(Beginning of DOCUMENT EXTRACT)

Barley spikelets are arranged on the central rows (CR) and lateral rows (LR) in a spike. Awn variation occurs on both central and lateral spikelets. Awn phenotypes on CR and LR are not always consistent. However, awns on LR and CR are usually phenotyped together as one trait. In some studies, the awn structure on LR is simply ignored4.

In barley, mutated genes of various morphological and developmental mutants collected from world-wide have been introduced into a common genetic background, the cultivar Bowman, to produce specific near isogenic lines (NILs) since 19855,6. These NILs have been used to identify or isolate genes affecting morphological and developmental processes such as the floral bract gene Hooded lemma1 (Kap1)7 and the spike row-type gene Six-rowed spike1 (Vrs1)8. A number of additional genetic loci underlying awn development in barley have been identified and charaterized9, and their descriptions can be found at https://wheat.pw.usda.gov/ggpages/bgn/. The collection includes Lks1 (for awnless, on 2HL), sca1 (short crooked awns, on 3HS), Kap1 (hooded awns, on 4HS), sbk1 (subjacent hooded awns, on 2HS), lks2 (short awns, on 7HL), lks5 (short awns, on 4HS), lks6 (short awns), trp1 (triple awns, on 2HL), lel1 (leafy lemma, on 2HL), and lr (reduced lateral spikelet appendage, considered as the same locus as vrs1 on 2HL). Among these awn-related genes, only Kap1 and lks2 have been cloned and found to encode transcription factors2,7. The short awn gene lks2 has been reported to be recessive epistatic to the hooded gene Kap110. The relationships of other genes to these remain obscure.

(End of DOCUMENT EXTRACT)

> GOAL OF THE EXERCISE: Continue the passage on barley awn genetics from the point where it ends. The data that follow are not needed for this work.

(Beginning of INFORMATION)

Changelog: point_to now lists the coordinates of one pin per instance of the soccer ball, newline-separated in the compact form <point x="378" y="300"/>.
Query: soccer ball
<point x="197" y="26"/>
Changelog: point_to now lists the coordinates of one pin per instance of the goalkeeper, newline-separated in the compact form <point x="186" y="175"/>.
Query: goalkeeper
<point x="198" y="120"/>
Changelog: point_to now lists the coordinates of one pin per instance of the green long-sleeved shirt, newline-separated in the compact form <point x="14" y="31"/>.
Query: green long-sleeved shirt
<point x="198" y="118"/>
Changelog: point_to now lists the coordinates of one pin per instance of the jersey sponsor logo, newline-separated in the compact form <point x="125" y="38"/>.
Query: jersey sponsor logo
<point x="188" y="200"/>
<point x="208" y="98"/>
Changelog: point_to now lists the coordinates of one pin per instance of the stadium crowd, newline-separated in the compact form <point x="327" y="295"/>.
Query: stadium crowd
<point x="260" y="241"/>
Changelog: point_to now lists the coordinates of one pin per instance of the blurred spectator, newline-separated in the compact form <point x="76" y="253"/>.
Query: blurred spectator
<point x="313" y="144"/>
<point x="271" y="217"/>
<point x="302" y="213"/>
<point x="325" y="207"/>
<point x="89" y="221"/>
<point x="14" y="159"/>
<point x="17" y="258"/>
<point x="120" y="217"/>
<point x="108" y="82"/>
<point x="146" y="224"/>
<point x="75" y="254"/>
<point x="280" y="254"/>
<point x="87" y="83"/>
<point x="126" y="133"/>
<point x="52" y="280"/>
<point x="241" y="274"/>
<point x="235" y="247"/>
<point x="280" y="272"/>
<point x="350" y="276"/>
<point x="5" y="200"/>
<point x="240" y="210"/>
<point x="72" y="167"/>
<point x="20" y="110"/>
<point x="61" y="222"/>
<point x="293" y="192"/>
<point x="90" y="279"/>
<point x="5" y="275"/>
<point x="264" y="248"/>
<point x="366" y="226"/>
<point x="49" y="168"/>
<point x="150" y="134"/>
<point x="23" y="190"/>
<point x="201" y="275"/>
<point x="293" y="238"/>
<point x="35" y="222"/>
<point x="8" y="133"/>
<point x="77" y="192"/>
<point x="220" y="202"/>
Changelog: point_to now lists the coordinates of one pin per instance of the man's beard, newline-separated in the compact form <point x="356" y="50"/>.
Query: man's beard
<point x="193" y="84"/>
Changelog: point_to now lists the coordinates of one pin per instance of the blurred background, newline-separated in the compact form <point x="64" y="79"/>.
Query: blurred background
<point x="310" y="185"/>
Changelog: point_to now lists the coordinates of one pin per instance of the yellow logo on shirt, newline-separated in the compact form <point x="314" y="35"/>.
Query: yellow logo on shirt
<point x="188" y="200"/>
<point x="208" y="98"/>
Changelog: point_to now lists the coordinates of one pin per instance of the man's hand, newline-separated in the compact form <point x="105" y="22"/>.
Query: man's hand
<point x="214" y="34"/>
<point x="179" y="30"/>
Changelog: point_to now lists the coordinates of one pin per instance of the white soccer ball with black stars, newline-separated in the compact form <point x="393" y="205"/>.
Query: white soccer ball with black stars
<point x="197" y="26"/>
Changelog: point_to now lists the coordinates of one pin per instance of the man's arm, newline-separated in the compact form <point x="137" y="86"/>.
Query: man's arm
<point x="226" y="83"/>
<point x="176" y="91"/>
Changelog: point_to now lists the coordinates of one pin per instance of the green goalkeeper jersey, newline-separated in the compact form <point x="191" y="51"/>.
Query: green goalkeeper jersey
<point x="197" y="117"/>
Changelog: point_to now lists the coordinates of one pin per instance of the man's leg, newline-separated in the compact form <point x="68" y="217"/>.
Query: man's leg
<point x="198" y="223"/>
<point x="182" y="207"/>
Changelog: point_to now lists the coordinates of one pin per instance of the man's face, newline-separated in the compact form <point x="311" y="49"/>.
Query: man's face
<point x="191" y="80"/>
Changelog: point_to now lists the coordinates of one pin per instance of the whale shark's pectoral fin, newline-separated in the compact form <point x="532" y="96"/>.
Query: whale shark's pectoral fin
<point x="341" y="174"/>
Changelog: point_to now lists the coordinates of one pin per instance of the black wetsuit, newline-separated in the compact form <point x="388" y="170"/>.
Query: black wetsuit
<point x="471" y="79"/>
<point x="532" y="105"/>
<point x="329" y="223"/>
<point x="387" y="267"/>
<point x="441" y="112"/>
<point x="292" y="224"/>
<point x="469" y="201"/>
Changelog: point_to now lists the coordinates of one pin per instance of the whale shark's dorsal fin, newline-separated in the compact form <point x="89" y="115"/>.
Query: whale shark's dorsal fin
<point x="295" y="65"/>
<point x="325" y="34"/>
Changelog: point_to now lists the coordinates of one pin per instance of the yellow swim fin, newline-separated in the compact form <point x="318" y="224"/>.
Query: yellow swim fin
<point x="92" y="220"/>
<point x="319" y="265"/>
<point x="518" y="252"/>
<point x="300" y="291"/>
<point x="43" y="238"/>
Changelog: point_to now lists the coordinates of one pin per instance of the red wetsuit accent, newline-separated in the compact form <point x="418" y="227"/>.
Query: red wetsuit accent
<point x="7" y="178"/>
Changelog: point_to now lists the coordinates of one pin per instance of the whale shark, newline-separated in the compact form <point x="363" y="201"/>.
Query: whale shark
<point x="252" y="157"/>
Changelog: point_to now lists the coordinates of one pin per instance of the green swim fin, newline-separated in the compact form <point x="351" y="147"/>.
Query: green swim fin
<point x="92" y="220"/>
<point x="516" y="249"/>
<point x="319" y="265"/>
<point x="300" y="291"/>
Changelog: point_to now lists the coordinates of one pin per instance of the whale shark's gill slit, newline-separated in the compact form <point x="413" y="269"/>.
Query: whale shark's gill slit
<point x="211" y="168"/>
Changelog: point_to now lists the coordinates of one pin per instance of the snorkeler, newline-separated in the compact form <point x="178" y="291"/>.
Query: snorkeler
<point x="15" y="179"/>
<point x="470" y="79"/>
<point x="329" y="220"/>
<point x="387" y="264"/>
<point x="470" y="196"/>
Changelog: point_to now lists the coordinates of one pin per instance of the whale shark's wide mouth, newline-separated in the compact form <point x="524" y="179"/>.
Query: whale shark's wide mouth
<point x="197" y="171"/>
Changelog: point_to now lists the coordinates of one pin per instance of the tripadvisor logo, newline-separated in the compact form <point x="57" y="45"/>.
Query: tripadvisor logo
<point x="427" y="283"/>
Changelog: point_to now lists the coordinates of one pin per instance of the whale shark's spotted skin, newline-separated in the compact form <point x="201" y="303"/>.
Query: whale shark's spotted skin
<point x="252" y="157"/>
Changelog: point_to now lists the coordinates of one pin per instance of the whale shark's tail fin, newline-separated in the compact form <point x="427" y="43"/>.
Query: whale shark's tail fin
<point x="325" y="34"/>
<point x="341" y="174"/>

(End of INFORMATION)

> EXPECTED ANSWER:
In this study, we performed a thorough trait dissection and genetic analysis of four F2 populations with different awn type segregations. We proposed a four-gene model of interactions to interpret the awn phenotypic diversity, revealing a multi-layer relationship among these genes. We identified an LR-specific genetic locus, and showed that awns on CR and LR may have distinguishable genetic basis. Our findings lay a solid foundation for future cloning of the awn-related genes and improve our understanding of the genetic mechanism of awn development in barley.

Results

Awn inheritance in cross E21 × B19

In cross E21 × B19, the parent E21 developed hooded awns on both CR and LR, while B19 was awnless on both rows (Table 1, Fig. 1A). The F1 was awnless on both CR and LR, indicating that awnless was dominant on both CR and LR (Fig. 1A). A total of 139 F2 plants investigated were segregated into four phenotypes, namely, awnless, hooded awn, long awn and short awn (Fig. 1A), with the observed numbers being 97, 29, 10 and 3 on CR and 113, 17, 9 and 0 on LR, respectively (Fig. 2). Among them, awnless and hooded awn were the parental phenotypes, while long awns and short awns were two new phenotypes. These phenotypes could be classified into three hierarchical pairs of relative characters, namely, awnless vs. awned (including hooded awn, long awn and short awn), hooded awn vs. straight awn (including long awn and short awn), and long awn vs. short awn.

Table 1 Parental lines with different row types and awn phenotypes.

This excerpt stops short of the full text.